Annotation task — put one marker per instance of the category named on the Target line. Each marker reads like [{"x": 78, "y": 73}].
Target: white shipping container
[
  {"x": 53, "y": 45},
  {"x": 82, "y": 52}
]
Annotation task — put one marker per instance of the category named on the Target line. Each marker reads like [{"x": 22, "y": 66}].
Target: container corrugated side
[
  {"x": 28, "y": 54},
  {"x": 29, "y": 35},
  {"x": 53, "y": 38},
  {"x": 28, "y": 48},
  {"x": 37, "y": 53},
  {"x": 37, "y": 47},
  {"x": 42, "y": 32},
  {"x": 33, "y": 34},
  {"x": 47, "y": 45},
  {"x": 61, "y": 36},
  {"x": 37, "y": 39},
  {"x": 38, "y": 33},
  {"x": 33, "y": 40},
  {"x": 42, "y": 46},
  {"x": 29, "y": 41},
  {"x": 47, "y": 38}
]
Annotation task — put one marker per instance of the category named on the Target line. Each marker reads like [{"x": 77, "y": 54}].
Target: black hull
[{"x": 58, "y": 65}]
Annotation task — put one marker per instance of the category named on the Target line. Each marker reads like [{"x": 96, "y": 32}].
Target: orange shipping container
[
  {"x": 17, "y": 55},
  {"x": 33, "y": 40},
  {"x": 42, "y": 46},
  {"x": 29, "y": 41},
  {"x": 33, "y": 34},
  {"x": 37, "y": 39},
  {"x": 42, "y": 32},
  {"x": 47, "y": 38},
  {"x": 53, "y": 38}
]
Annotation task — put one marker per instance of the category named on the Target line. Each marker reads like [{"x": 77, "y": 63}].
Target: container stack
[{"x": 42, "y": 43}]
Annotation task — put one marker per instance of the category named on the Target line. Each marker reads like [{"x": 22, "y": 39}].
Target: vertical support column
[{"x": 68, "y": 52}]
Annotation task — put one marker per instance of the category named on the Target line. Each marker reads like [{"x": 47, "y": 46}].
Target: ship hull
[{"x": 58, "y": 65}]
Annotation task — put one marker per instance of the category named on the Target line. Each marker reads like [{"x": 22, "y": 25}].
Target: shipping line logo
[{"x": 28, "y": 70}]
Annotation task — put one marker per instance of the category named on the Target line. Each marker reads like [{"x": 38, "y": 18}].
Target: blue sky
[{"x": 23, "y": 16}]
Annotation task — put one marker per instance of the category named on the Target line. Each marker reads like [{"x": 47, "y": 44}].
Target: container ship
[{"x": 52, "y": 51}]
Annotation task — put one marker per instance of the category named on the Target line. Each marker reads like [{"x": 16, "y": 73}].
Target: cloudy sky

-- Exercise directions --
What is needed is an exact restatement of every record above.

-- Answer below --
Annotation task — put one marker per instance of the category named on the Target line. Each marker reads like [{"x": 78, "y": 73}].
Target: white shipping container
[
  {"x": 53, "y": 45},
  {"x": 82, "y": 52}
]
Annotation task — put one marker per instance of the category named on the Target line. Each marker reads like [{"x": 22, "y": 66}].
Target: container corrugated side
[
  {"x": 28, "y": 54},
  {"x": 29, "y": 35},
  {"x": 53, "y": 38},
  {"x": 28, "y": 48},
  {"x": 37, "y": 53},
  {"x": 37, "y": 47},
  {"x": 42, "y": 32},
  {"x": 33, "y": 34},
  {"x": 47, "y": 45},
  {"x": 61, "y": 36},
  {"x": 37, "y": 39},
  {"x": 38, "y": 33},
  {"x": 33, "y": 40},
  {"x": 42, "y": 46},
  {"x": 29, "y": 41},
  {"x": 47, "y": 38}
]
Annotation task — put one marker per instance of the category named on the Target line. Each marker reads like [{"x": 77, "y": 54}].
Target: black hull
[{"x": 58, "y": 65}]
Annotation task — put one marker per instance of the category named on the Target line. Each marker reads like [{"x": 96, "y": 32}].
Target: orange shipping container
[
  {"x": 17, "y": 55},
  {"x": 33, "y": 40},
  {"x": 42, "y": 46},
  {"x": 29, "y": 41},
  {"x": 33, "y": 34},
  {"x": 37, "y": 39},
  {"x": 42, "y": 32},
  {"x": 47, "y": 38},
  {"x": 53, "y": 38}
]
Annotation task — put one marker per instance of the category named on the Target line. Each marker reads like [{"x": 77, "y": 63}].
Target: container stack
[{"x": 42, "y": 43}]
Annotation task — put one marker per instance of the category named on the Target line. Each marker reads like [{"x": 22, "y": 39}].
Target: vertical support column
[{"x": 68, "y": 52}]
Annotation task — put one marker per instance of the category named on the Target line. Each marker reads like [{"x": 47, "y": 46}].
Target: ship hull
[{"x": 58, "y": 65}]
Annotation task — put one marker per instance of the category named on the Target line. Each marker reads like [{"x": 22, "y": 25}].
Target: shipping line logo
[{"x": 28, "y": 70}]
Annotation task — put one marker per instance of the category named on the Target line. Each marker reads like [{"x": 38, "y": 18}].
Target: blue sky
[{"x": 23, "y": 16}]
Annotation task — put one marker per instance of the category named on the Target line. Each marker reads like [{"x": 47, "y": 44}].
Target: container ship
[{"x": 52, "y": 51}]
Annotation task — put one marker per instance of the category named on the Target line. Each marker reads like [{"x": 16, "y": 73}].
Target: cloudy sky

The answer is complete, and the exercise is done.